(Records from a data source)

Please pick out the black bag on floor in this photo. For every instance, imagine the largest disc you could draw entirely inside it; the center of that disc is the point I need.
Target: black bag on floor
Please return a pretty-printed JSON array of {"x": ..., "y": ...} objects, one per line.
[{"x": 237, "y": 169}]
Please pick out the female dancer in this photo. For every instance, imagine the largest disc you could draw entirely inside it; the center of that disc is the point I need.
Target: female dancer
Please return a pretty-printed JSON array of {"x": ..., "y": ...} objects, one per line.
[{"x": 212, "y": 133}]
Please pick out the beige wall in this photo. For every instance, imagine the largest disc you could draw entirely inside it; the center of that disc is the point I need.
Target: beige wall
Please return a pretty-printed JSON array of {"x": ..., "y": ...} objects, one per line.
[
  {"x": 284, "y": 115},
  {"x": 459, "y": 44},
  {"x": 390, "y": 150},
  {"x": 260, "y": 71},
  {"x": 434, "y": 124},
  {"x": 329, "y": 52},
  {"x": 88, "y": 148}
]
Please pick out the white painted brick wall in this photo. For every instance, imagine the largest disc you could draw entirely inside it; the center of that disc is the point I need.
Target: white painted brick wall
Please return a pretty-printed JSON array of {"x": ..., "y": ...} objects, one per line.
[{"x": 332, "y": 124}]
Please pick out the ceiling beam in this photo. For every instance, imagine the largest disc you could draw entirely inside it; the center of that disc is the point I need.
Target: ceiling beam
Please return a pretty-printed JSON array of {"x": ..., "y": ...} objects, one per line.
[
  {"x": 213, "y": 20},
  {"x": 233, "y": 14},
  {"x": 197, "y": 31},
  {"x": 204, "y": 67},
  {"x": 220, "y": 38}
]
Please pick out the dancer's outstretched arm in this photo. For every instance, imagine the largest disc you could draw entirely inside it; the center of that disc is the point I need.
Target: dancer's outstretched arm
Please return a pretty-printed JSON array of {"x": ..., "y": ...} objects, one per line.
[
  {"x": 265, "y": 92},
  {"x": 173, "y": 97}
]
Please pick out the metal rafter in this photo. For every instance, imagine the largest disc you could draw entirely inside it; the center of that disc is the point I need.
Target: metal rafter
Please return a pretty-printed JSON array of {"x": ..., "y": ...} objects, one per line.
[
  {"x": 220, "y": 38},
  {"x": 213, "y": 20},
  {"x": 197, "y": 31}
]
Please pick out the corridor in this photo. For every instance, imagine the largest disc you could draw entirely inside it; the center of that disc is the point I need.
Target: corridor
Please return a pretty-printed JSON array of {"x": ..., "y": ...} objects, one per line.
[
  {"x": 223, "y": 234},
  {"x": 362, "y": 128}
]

> **Required task**:
Change every "disc" in the records to "circle" and write them out again, with everything else left unchanged.

> **Reply**:
Please pick out the black bag on floor in this photo. For every instance, imagine the largest circle you could draw entirely inside it; the center of that circle is the point I need.
Target: black bag on floor
Please return a pretty-printed JSON array of {"x": ..., "y": ...} objects, one per line.
[{"x": 237, "y": 169}]
Please pick out the female dancer in this photo. For every instance, imagine the largest circle you could draw entirely inside it; the center of that circle is the point I need.
Target: female dancer
Please return a pretty-printed JSON array of {"x": ..., "y": ...} objects, one per line.
[{"x": 212, "y": 133}]
Please pick out the beige wall in this photo. For every instance, imagine the largest circle you could draw entirely inside it; the center of that circle is the point I need.
Target: beige wall
Please return a pretty-printed JSON array of {"x": ..., "y": ...} objects, one per line.
[
  {"x": 284, "y": 115},
  {"x": 459, "y": 44},
  {"x": 390, "y": 150},
  {"x": 260, "y": 71},
  {"x": 434, "y": 124},
  {"x": 329, "y": 52},
  {"x": 88, "y": 148}
]
Please pick out the white painted brick wall in this photo. For every instance, imagine the largest circle you could draw entirely inside it; the center of that circle is the point I need.
Target: white painted brick wall
Please return a pretty-printed JSON array of {"x": ..., "y": ...} objects, one per line.
[{"x": 332, "y": 124}]
Please pick out the ceiling beam in this photo. For every instance, imagine the largest circle you could draw entirely inside it; the center of that circle is the point I need.
Target: ceiling beam
Please return a pretty-printed JSON array of {"x": ..., "y": ...} objects, one per line.
[
  {"x": 213, "y": 20},
  {"x": 233, "y": 14},
  {"x": 197, "y": 31},
  {"x": 204, "y": 67},
  {"x": 220, "y": 38}
]
Please pick out the dancer's outstretched arm in this photo. For every instance, imagine the largest circle you could draw entirely inside it; the center of that circle is the point I need.
Target: dancer's outstretched arm
Please return a pretty-printed JSON array of {"x": ..., "y": ...} objects, one per line.
[
  {"x": 265, "y": 92},
  {"x": 173, "y": 97}
]
Please pick out the metal rafter in this photo. For every instance, imagine the largest circle you could draw entirely inside it; the center of that circle is the point I need.
Target: metal rafter
Please return a pretty-printed JSON array of {"x": ..., "y": ...} objects, one per line.
[
  {"x": 220, "y": 38},
  {"x": 213, "y": 20},
  {"x": 197, "y": 31}
]
Please pick out the corridor in this photo. For every instance, imagine the largest circle you could draw entirely inside it; the center of that circle is the point I need.
Target: corridor
Please return a pretty-printed JSON array of {"x": ..., "y": ...} objects, one per line.
[
  {"x": 223, "y": 234},
  {"x": 362, "y": 128}
]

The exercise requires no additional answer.